— TEXT EXCERPT —
################
INDIANAPOLIS — Indiana hospitals have been working under a new normal. For transplant teams, there’s an added step to make sure organ donations are safe.
Since Indiana’s first confirmed coronavirus case on March 6, there have been 35 organ donors and 131 organ transplants.
CBS4’s Beairshelle Edmé is speaking one man who received his kidney in the middle of a pandemic.
“She came down. She saw me for 2 minutes before surgery,” described, Adam Crozier of Auburn. “She saw me 5 minutes after the surgery and went home until I was released from the hospital because that’s all she could do.”
For better or worse, in sickness and health, usually means you’re there every step of the way for your spouse.
“It really limited, limited support, I suppose,” he said.
Crozier had a kidney transplant on April 24, one day before his birthday. In the middle of pandemic and on one of his life-changing days of his life, his wife could only be there for 7 minutes.
“My nephrologist just said, ‘Hey, it’s time!’ We waited as long as we could,” he explained.
His kidneys had been failing since 6th grade, but with several drugs and procedures, Crozier managed his kidney failure, until this year.
“I knew (the call) for sure wasn’t going to come for a little while ’cause — we had been sort of advised they weren’t doing any kidney transplants or many for a few weeks,” he detailed.
Even though the federal government made transplants essential, when the coronavirus hit, some Indiana hospitals temporarily stopped them. Organ recovery coordinators, like Emily Martyn, needed to evaluate COVID-19’s impact on a potential donor.
“I think initially there was some uneasiness with everyone going into hospitals,” Martyn told FOX59.
################
— DATA —
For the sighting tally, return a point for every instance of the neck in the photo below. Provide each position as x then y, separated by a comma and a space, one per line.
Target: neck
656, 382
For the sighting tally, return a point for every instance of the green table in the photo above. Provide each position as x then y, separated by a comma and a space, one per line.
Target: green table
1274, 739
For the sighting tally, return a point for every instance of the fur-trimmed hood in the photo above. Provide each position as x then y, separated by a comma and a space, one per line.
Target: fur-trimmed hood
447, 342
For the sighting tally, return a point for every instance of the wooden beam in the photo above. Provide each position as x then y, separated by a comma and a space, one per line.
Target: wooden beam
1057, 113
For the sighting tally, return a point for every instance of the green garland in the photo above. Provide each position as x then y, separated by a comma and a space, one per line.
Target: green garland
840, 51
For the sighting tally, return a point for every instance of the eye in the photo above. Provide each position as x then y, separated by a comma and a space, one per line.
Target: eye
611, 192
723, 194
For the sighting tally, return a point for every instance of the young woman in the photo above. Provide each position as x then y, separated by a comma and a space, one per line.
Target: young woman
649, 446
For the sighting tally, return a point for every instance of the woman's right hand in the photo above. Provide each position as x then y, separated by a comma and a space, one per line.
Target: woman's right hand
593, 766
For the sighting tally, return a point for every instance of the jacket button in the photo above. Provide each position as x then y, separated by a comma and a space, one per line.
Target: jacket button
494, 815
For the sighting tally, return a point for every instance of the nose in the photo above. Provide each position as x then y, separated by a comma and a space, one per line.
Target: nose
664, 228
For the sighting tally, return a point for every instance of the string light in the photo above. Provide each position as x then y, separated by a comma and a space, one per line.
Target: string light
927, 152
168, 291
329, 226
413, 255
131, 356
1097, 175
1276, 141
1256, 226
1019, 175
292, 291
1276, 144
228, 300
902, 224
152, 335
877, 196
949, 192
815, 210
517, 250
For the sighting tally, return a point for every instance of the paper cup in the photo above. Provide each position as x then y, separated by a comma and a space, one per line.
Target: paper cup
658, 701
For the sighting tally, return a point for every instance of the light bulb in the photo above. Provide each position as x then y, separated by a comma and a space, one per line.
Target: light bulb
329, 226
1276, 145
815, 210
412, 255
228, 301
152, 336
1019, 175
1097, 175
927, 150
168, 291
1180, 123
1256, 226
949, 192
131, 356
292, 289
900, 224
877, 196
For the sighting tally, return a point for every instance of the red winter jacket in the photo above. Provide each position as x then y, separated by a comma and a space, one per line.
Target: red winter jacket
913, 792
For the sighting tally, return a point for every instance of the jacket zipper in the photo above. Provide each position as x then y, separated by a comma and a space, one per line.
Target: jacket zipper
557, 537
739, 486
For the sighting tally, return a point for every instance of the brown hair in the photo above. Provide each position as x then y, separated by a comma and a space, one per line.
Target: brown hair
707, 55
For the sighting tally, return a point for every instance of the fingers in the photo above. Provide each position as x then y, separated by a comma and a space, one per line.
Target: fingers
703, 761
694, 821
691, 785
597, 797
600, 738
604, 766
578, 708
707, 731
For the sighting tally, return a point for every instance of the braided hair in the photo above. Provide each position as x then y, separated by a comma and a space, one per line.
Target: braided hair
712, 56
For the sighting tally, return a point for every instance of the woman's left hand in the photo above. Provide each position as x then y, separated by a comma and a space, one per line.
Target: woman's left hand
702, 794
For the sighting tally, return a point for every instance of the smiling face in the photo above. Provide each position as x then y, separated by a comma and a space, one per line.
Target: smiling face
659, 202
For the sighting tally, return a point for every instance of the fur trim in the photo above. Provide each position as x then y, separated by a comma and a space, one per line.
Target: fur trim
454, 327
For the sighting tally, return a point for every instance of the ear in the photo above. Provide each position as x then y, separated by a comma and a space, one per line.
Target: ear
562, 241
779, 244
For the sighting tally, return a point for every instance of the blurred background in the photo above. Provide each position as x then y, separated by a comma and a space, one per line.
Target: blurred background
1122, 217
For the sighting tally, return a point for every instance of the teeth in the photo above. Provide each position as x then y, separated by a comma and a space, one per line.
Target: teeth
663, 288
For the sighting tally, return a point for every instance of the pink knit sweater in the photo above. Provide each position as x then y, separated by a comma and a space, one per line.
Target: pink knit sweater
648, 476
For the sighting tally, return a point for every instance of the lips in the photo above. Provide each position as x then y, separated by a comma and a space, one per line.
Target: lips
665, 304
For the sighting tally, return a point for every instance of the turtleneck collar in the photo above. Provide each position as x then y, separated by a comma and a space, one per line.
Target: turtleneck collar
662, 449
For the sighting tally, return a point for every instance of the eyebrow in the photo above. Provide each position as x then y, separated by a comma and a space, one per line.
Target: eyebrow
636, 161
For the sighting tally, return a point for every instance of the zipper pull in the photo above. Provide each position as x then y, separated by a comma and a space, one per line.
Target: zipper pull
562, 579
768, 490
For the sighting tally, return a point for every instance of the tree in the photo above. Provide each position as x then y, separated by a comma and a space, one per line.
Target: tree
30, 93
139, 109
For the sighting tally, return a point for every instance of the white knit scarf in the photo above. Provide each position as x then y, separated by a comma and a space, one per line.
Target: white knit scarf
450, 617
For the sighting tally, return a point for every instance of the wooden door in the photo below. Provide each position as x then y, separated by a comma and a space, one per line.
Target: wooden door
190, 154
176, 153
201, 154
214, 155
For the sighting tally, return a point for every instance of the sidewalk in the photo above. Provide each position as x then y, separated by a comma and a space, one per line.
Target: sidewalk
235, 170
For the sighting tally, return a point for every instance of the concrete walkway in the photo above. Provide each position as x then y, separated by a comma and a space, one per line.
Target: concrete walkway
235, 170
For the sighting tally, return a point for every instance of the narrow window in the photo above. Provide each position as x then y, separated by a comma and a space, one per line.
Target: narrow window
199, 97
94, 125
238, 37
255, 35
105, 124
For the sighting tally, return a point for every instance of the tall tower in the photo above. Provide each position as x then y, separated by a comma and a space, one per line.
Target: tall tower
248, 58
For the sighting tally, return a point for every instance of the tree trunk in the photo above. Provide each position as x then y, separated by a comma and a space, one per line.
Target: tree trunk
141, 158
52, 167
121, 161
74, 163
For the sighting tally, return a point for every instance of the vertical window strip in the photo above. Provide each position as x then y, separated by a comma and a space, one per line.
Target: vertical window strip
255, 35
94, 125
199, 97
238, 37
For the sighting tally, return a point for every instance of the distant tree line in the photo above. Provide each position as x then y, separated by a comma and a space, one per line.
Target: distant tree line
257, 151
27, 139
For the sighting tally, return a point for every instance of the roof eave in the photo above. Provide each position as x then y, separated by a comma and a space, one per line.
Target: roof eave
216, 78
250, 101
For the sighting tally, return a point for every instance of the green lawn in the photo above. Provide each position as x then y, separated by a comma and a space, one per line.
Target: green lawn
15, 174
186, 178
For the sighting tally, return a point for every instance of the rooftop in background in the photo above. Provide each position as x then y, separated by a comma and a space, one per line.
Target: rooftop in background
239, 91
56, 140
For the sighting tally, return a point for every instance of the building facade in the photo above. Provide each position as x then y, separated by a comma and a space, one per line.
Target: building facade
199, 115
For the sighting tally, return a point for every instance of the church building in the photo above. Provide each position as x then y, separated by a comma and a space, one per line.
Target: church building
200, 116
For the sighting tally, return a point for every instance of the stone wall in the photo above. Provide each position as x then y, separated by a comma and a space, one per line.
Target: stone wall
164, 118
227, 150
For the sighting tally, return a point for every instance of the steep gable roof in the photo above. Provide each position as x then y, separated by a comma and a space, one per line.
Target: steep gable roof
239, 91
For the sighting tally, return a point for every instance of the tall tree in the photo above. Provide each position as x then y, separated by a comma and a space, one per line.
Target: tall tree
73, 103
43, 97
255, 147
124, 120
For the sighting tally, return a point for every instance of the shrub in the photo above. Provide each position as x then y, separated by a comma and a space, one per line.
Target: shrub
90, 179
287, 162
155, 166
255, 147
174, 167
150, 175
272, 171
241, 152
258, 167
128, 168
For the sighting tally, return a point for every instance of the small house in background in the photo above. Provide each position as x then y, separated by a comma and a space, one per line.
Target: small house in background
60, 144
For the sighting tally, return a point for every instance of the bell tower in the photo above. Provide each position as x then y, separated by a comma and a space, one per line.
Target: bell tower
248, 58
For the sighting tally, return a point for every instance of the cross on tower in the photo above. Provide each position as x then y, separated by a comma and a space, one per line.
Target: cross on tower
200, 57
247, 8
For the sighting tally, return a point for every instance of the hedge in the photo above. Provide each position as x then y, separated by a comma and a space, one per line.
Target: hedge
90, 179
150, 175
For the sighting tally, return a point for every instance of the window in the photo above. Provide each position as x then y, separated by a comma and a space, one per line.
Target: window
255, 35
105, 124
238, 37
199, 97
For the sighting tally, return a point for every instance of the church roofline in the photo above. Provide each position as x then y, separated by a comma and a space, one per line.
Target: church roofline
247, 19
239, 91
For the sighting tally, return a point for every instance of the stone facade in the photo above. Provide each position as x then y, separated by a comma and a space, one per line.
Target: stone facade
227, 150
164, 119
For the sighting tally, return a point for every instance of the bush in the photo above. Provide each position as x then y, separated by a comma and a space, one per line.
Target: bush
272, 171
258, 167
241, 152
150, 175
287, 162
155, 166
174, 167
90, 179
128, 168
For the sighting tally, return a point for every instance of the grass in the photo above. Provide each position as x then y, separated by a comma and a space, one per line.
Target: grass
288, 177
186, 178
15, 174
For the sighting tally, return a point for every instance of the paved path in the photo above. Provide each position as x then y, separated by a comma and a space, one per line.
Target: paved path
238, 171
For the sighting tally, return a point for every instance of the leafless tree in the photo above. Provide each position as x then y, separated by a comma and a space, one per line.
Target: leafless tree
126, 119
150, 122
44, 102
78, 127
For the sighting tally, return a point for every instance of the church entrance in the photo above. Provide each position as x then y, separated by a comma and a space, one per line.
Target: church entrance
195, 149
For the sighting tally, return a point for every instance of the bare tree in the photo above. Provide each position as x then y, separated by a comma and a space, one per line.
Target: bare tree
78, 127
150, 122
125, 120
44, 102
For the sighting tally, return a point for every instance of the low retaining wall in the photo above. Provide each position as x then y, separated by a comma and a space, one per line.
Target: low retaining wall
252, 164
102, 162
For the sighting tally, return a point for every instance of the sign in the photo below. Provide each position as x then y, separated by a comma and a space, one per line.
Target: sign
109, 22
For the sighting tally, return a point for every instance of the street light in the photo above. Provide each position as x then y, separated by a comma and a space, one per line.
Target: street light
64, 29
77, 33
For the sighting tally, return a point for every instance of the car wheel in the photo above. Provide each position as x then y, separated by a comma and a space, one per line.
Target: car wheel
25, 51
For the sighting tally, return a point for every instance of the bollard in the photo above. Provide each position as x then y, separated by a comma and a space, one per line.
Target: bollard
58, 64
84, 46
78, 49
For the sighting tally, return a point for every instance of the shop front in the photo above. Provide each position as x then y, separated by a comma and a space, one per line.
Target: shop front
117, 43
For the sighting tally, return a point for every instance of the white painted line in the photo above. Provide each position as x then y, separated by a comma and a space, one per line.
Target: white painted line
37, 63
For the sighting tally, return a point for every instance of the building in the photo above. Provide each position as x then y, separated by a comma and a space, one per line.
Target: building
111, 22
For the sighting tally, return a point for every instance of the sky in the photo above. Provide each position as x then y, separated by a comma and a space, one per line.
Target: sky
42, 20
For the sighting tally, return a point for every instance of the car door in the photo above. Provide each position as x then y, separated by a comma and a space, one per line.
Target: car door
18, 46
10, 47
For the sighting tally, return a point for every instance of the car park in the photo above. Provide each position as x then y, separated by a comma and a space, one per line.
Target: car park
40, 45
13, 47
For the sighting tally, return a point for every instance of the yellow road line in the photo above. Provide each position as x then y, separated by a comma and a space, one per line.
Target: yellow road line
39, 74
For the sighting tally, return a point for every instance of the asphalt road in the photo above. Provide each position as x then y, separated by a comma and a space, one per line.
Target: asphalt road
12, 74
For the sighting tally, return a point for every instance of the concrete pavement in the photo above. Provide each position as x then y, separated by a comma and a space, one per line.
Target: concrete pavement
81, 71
################
— PROBLEM DETAILS —
For each statement about the article on organ transplants in Indiana, answer yes or no and quote the deciding words: (a) Crozier's wife could be with him for only seven minutes. (b) Crozier's kidneys began failing in high school. (c) Indiana's first confirmed coronavirus case was on March 6. The lines shown above are separate material, unconnected to the article on organ transplants in Indiana.

— SOLUTION TO THE EXERCISE —
(a) Yes: "his wife could only be there for 7 minutes."
(b) No: "His kidneys had been failing since 6th grade."
(c) Yes: "Since Indiana’s first confirmed coronavirus case on March 6."